Can you rewrite the rows from the start through the line with "x=371, y=1029", swapping "black winter coat" for "dark parka" and keeping everything else the same? Give back only those lines.

-- INFORMATION SUPPLIED start --

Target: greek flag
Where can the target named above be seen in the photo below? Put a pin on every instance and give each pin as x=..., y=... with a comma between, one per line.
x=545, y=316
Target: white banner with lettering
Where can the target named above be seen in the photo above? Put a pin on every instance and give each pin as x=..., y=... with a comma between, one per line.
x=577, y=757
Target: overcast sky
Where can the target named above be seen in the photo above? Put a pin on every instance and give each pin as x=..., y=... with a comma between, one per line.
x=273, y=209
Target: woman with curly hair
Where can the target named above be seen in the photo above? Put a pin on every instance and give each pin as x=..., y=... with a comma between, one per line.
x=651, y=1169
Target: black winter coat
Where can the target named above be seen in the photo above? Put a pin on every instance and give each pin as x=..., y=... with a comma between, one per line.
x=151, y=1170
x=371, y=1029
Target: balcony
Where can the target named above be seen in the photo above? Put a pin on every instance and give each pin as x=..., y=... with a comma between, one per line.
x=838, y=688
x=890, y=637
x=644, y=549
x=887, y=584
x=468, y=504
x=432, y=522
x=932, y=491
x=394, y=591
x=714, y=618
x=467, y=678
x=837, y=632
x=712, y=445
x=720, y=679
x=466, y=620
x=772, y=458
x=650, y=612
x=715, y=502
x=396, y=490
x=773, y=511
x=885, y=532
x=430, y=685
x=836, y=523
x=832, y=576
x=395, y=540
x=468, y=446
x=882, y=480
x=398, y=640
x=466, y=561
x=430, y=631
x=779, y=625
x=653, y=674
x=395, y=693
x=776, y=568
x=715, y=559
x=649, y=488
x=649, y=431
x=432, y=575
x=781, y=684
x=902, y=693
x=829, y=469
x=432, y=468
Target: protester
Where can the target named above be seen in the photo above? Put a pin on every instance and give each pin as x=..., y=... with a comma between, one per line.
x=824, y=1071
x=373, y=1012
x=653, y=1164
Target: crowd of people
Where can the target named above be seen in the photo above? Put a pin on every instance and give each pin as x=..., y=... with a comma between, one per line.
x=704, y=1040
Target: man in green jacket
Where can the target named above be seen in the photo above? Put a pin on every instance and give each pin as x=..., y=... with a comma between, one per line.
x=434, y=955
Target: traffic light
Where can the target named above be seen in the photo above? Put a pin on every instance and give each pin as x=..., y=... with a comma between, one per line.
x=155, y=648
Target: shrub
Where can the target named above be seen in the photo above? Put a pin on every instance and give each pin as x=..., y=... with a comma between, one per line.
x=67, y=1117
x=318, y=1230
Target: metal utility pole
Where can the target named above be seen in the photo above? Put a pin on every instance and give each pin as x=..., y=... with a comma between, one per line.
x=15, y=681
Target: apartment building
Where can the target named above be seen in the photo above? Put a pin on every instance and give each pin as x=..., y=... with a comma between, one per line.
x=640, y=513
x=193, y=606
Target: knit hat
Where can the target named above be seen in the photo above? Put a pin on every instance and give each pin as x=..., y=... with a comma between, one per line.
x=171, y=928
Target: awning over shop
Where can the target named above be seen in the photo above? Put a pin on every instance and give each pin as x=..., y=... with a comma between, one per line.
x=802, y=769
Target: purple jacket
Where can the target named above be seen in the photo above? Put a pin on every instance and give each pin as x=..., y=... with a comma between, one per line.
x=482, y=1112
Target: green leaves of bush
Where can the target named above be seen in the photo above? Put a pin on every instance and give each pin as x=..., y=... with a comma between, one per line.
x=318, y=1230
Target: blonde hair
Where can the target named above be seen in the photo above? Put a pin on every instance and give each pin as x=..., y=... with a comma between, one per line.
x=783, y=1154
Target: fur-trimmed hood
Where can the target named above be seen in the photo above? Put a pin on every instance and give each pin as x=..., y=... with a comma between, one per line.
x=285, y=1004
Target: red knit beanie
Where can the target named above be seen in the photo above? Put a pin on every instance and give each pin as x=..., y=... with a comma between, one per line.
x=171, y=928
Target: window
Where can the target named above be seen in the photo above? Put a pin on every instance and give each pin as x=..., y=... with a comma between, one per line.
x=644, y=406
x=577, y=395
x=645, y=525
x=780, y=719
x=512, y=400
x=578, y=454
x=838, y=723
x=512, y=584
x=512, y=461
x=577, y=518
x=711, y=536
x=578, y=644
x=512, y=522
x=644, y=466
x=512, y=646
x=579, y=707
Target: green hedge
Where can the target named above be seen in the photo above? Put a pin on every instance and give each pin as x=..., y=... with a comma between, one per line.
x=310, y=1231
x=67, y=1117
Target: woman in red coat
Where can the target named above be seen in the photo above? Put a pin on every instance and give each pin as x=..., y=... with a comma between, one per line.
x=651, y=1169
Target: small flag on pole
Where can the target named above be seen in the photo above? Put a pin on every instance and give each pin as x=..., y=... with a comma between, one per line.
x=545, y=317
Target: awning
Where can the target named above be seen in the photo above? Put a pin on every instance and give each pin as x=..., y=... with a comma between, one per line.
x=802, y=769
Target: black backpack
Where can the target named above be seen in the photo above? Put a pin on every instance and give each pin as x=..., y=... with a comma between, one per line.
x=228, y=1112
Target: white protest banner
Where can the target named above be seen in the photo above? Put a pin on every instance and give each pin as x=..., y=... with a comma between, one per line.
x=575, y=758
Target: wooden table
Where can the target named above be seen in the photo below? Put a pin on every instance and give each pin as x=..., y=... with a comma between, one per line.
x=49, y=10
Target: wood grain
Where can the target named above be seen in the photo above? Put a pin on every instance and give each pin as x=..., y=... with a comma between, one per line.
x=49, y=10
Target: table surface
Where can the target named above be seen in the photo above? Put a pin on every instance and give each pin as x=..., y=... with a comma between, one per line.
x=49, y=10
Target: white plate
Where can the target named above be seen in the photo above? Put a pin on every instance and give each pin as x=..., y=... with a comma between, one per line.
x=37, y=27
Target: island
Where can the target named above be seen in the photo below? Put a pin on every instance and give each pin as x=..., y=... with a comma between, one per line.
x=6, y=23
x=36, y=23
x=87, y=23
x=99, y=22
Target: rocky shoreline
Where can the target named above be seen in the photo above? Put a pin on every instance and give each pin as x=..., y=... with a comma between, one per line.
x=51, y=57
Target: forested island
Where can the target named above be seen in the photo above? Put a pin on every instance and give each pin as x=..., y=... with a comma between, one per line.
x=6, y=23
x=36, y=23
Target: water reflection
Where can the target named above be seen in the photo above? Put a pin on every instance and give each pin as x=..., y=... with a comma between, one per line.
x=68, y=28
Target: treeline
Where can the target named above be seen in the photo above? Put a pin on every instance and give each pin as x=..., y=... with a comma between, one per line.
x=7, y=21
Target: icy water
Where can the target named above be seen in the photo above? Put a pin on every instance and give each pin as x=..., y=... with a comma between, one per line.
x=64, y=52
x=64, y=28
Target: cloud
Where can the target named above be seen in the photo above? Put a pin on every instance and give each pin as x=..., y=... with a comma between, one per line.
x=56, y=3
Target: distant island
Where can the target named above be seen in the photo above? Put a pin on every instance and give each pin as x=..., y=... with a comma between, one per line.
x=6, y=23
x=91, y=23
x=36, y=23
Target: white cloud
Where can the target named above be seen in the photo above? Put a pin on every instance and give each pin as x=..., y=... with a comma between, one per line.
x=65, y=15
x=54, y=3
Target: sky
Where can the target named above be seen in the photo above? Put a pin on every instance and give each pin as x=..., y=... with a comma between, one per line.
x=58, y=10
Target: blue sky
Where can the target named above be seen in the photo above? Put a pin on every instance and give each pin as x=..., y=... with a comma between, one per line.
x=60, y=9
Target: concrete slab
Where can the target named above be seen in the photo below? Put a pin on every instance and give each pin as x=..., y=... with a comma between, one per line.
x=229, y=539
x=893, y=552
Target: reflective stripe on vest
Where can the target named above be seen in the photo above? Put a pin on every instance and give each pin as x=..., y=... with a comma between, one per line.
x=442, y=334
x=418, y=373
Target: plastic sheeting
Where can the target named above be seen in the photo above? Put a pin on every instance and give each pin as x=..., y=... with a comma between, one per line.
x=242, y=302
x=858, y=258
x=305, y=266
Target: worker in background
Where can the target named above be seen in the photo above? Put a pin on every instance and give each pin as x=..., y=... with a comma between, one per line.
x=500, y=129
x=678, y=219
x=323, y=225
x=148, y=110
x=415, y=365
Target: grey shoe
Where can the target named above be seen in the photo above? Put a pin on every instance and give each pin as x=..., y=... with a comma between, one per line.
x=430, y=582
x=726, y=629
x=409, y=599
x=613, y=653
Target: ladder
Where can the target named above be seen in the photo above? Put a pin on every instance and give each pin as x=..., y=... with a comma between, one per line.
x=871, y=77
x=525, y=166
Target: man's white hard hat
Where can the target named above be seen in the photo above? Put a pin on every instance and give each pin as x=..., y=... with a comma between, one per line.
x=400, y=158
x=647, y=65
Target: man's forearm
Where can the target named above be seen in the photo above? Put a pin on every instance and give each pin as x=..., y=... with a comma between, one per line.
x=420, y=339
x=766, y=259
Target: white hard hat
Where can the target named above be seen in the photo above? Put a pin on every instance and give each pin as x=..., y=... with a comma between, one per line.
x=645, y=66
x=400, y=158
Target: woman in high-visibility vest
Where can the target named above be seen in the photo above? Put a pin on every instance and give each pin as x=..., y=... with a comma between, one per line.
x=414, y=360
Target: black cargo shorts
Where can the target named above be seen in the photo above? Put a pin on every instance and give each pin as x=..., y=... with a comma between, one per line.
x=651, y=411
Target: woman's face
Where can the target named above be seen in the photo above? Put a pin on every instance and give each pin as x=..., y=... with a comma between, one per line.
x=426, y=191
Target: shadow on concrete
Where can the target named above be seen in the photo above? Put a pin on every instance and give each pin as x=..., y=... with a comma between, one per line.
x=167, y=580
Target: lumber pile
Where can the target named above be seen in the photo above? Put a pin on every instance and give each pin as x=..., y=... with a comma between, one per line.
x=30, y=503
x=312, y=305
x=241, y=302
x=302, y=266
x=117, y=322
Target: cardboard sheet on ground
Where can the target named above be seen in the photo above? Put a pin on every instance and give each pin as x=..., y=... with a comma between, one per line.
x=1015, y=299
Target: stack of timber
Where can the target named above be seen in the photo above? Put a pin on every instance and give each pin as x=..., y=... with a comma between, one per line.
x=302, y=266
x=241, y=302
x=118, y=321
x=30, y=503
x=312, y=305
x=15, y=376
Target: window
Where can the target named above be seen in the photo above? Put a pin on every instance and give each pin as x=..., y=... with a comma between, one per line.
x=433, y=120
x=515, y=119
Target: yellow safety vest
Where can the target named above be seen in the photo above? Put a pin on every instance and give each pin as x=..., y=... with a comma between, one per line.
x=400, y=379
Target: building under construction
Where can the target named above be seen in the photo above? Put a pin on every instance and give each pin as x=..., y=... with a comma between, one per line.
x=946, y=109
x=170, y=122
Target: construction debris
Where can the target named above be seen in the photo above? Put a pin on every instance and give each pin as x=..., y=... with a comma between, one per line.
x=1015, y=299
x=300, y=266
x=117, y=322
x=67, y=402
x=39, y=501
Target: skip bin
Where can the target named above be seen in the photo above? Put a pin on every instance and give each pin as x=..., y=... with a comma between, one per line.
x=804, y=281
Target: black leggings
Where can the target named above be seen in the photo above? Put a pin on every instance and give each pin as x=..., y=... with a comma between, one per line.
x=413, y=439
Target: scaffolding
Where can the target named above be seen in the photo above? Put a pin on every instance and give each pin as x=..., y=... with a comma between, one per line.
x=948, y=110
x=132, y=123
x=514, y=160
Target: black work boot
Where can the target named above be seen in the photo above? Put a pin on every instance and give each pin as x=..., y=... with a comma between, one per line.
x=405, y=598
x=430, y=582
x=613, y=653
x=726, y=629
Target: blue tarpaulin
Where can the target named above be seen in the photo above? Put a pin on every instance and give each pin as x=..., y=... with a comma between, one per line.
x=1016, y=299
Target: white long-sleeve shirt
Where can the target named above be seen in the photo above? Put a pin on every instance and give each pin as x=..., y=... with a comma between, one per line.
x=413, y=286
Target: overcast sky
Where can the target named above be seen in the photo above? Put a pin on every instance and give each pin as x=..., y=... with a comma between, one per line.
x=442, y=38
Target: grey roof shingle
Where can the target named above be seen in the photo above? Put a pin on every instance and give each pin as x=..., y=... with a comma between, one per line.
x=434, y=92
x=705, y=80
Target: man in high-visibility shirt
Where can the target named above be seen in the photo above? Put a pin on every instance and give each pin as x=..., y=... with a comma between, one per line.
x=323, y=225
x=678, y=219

-- INFORMATION SUPPLIED end --

▶ FINISHED EXERCISE:
Target: greek flag
Where can the target named above be seen in the photo below? Put a pin on every instance and give each pin as x=..., y=... with a comma between, one per line.
x=545, y=316
Target: white banner with lettering
Where can the target named above be seen in the photo above? Put a pin on every instance and give each pin as x=..., y=... with a comma between, one per line.
x=577, y=757
Target: overcast sky
Where can the target named above be seen in the photo above? Put a pin on every instance and give each pin as x=..., y=... with a comma between, one per line.
x=273, y=209
Target: woman with curly hair
Where can the target named above be seen in the photo above? Put a pin on every instance and give each pin as x=..., y=... with a comma between, one per line.
x=651, y=1169
Target: dark parka
Where can the target named above be seen in the photo above? Put a pin on every instance and give each pin as x=..., y=... with a comma between, one per line.
x=151, y=1170
x=371, y=1029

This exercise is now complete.